### Problem to solve
Rewrite every row below with "innermost point" changed to "central point" and everything else left as it is. Omit the pictures from your answer.

### Provided data

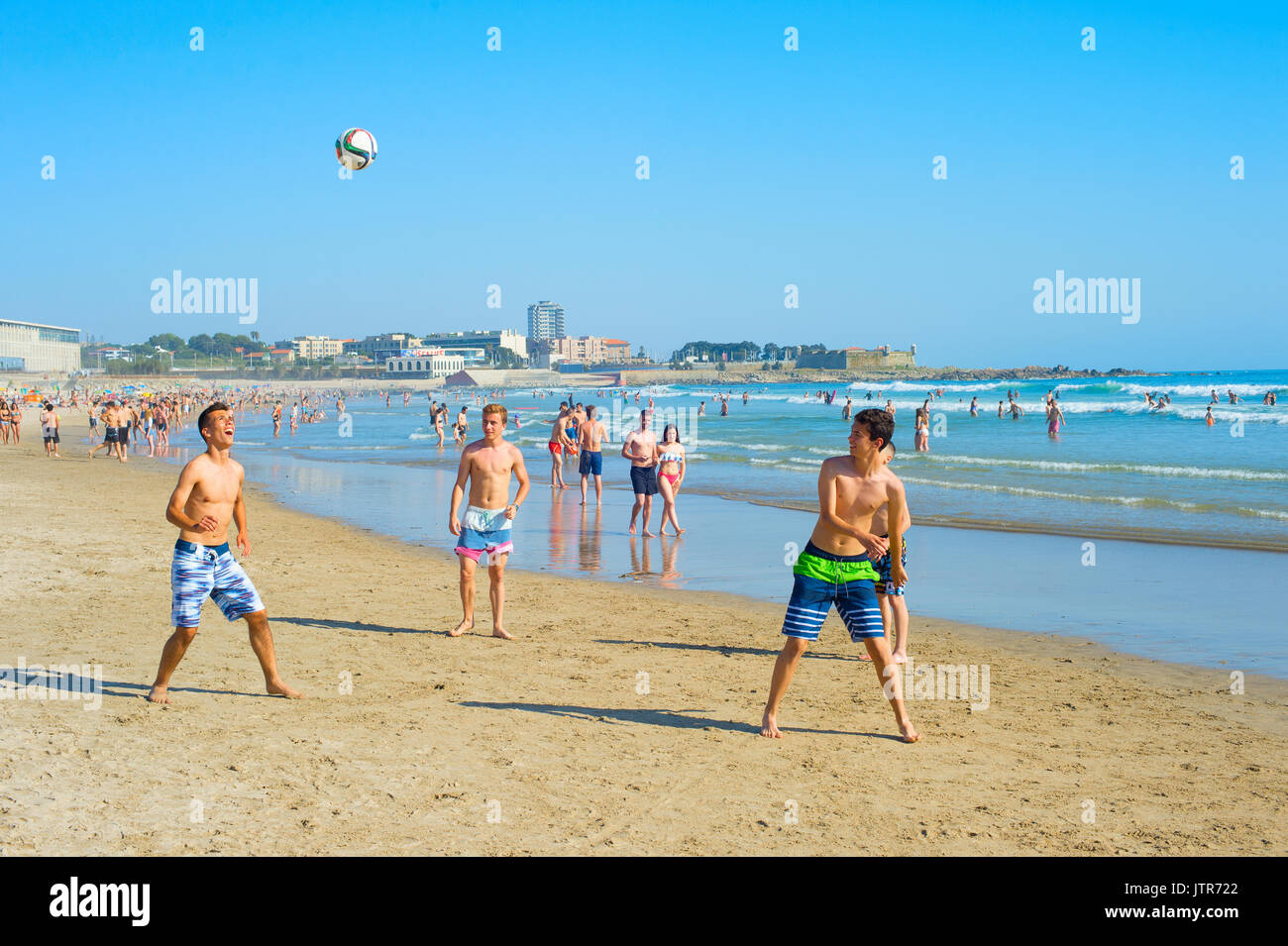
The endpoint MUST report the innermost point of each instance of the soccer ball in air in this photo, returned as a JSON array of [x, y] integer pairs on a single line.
[[356, 149]]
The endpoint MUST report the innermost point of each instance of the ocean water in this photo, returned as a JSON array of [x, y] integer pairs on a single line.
[[1119, 469]]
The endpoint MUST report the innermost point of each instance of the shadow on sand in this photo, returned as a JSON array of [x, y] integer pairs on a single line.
[[656, 717]]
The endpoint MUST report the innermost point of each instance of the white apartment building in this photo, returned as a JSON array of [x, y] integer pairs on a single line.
[[42, 348], [425, 364]]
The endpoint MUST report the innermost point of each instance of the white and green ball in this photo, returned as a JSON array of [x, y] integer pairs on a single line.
[[356, 149]]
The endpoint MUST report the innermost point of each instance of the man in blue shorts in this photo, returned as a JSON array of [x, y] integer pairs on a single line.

### Answer below
The endpoint MUST report the central point of each instance of the soccer ball in air in this photo, returned as a JSON array of [x, y] integer pairs on a single line.
[[356, 149]]
The endpoint MUST report the central point of each instance of the ocean water in this photo, returned as a JSON array of [x, y] integer pairs on a single line.
[[1119, 469]]
The endpoint MUST report the central point of each instance of the shadow on sand in this photo, returned as a JSON array of [x, y] integer pairs on a single line.
[[656, 717]]
The endpoint MUST report the central point of each instance of the white apartment building in this photo, returned as a JSON array of [x, y] integer pairs on a single line.
[[42, 348], [425, 364]]
The endpoint MUST report the central point of each instance of the white and green ball in this photo, returned as a JSON array of [x, y] integer pairs on a single line.
[[356, 149]]
The endpoint MUST report the central point of each instance of the man in blue shorts in this photo, returned as a JSON array of [x, y] integer pairs on a single line.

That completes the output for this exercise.